Directions for this task: Whenever a line in the data holds the string "street", pull that line out.

[Saved entries]

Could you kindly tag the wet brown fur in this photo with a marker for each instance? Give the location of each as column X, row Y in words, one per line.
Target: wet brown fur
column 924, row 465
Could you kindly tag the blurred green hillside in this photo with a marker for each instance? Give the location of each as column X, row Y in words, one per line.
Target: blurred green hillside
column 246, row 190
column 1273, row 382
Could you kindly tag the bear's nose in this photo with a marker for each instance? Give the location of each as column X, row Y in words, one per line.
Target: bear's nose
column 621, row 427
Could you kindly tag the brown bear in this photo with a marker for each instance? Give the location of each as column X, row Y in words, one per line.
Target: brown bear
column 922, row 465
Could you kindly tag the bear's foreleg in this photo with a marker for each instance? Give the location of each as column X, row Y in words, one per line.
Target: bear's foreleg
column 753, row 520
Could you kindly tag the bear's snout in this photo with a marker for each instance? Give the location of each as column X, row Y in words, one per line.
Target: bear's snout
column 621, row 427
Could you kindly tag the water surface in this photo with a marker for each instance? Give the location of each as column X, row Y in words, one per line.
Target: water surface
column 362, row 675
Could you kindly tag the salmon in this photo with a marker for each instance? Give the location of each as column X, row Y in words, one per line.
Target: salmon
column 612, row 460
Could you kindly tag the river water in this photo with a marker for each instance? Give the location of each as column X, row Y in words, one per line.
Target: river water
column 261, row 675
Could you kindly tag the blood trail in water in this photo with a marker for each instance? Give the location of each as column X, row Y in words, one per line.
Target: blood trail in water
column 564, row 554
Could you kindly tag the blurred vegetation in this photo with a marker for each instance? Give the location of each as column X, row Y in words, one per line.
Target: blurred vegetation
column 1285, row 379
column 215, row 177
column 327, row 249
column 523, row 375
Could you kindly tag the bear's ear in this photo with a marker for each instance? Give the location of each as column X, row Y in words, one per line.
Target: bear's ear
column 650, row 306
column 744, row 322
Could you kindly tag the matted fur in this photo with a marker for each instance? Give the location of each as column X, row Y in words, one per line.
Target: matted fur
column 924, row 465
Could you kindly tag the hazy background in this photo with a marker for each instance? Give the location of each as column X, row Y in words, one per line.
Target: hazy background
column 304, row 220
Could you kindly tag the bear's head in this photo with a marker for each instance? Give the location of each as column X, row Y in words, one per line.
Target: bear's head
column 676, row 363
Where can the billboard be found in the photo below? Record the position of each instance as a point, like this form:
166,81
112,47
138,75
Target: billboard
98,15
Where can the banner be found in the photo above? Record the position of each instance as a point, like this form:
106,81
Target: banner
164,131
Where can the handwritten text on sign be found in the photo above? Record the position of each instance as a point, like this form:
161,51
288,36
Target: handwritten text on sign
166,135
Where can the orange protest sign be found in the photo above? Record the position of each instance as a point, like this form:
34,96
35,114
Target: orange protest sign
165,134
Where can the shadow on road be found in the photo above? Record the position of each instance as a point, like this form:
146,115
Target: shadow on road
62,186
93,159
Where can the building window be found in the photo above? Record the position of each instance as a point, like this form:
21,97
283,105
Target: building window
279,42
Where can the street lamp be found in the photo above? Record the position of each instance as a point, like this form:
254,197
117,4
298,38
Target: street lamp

Output of the task:
Where can the street lamp be found in the photo above? Record the position of each instance as a point, like this form:
Target: street lamp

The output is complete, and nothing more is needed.